▶ **Work instruction**: Every line in the records below with the string "pixel" is to be copied out.

---

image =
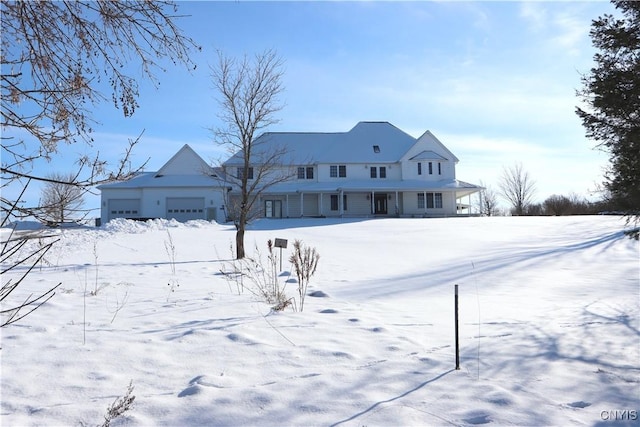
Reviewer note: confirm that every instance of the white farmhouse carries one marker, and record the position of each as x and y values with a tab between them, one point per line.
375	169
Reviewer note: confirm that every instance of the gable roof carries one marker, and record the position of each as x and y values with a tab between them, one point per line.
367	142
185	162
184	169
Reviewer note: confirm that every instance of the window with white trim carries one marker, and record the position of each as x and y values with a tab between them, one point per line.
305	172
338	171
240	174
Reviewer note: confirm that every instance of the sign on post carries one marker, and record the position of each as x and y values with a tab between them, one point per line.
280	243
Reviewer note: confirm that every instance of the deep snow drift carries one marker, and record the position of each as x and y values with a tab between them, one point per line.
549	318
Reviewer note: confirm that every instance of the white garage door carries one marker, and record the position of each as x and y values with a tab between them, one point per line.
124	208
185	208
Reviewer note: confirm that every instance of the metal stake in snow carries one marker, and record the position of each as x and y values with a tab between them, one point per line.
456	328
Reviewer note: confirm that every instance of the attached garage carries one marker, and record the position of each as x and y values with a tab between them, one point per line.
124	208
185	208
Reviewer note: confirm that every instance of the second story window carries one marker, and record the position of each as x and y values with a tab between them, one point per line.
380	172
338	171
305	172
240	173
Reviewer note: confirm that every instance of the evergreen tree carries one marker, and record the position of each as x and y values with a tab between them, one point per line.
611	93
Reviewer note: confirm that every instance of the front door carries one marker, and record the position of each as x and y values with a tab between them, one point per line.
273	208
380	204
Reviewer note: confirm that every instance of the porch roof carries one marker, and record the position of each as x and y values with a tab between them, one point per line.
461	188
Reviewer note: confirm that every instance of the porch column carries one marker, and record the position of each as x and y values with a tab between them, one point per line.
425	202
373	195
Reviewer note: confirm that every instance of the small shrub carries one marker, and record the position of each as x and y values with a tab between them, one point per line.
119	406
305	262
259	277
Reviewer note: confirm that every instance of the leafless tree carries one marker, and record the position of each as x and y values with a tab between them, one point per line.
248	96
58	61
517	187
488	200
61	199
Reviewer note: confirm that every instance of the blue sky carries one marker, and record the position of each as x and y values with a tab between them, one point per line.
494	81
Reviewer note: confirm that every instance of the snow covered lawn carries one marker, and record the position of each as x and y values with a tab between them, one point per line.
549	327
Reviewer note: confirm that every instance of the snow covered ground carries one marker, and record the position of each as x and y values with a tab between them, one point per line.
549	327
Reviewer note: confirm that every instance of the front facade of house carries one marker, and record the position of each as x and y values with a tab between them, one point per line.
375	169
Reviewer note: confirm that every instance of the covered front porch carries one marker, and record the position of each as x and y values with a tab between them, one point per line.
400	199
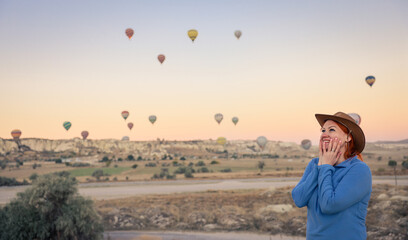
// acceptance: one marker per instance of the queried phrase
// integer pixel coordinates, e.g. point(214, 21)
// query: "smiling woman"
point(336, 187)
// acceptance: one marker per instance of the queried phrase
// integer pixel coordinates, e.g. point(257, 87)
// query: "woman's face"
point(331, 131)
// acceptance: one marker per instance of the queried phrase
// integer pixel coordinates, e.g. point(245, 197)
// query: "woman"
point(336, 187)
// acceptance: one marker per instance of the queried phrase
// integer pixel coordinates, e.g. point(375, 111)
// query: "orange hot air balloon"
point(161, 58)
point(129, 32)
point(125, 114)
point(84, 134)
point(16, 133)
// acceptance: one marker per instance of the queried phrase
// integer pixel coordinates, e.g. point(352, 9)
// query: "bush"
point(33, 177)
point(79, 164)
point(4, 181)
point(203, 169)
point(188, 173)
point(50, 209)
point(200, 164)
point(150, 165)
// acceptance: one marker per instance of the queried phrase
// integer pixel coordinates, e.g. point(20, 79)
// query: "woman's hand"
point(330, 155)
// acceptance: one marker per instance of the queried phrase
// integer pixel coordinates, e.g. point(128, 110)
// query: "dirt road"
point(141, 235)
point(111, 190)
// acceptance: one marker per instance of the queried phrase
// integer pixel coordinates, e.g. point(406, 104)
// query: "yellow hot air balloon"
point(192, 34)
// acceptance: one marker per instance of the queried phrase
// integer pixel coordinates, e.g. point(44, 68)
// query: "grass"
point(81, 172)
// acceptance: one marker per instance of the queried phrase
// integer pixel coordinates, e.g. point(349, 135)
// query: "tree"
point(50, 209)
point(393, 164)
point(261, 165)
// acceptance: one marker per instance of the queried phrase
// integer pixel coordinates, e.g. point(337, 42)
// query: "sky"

---

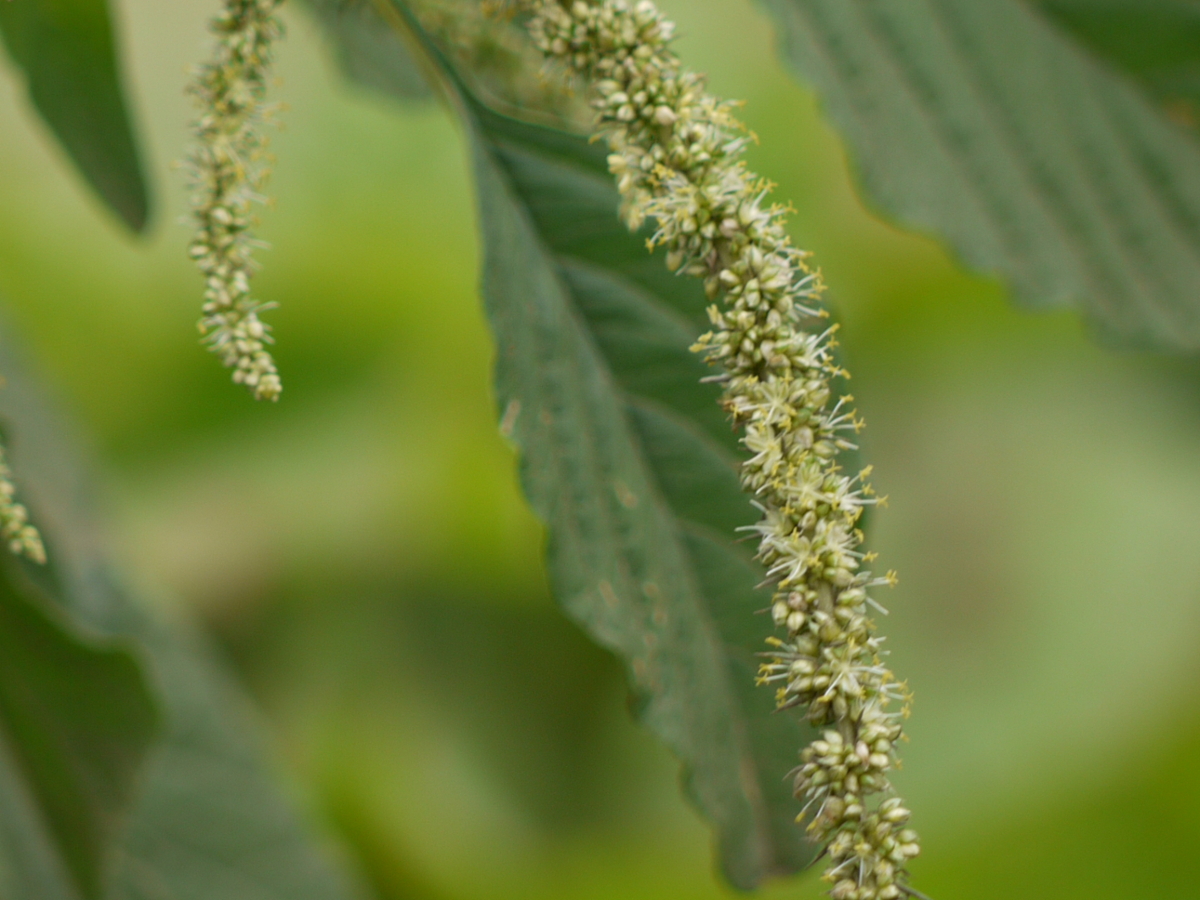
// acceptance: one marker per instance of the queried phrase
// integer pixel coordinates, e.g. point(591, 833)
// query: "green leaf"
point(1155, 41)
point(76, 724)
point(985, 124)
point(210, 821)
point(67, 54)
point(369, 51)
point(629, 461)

---

▶ **Answer area**:
// integer pixel coordinates, e.g. point(214, 21)
// integer pixel coordinates, e.g. point(257, 87)
// integer pixel coordinates, e.g. point(245, 197)
// integer pixel coordinates, e.g. point(375, 111)
// integer pixel coordinates, e.g. point(352, 9)
// integer pixel coordinates, e.g. point(20, 79)
// integer pixel coordinates, e.g. point(128, 110)
// integer pixel coordinates, e.g. point(406, 104)
// integer pixel coordinates, e.g. point(44, 68)
// integer pixel coordinates, e.g. point(349, 135)
// integer pixel coordinates, e.g. point(337, 42)
// integer pixel coordinates, e.g. point(591, 833)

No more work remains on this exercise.